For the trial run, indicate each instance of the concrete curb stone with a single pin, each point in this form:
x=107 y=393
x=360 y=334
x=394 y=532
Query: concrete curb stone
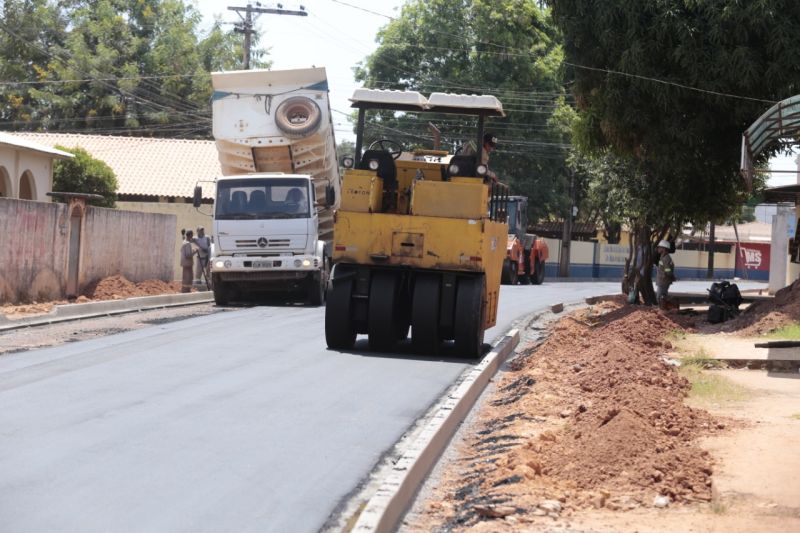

▸ Given request: Write out the entries above character for character, omitting the picture.

▸ Expected output:
For the trial run, indicate each instance of the concrete curb stone with a single pin, each point in this form:
x=107 y=393
x=360 y=334
x=394 y=532
Query: concrete curb stone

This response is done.